=== Available data ===
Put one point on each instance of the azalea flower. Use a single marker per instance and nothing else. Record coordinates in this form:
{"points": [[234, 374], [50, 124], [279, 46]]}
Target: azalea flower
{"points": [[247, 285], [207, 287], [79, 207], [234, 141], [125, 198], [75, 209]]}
---
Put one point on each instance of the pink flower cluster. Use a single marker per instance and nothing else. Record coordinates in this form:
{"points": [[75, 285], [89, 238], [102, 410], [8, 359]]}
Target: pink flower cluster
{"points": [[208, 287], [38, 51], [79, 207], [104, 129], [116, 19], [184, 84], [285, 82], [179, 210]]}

=== What you will do ===
In the material above, how many lines include the string "coordinates"? State the number alone.

=== Output ===
2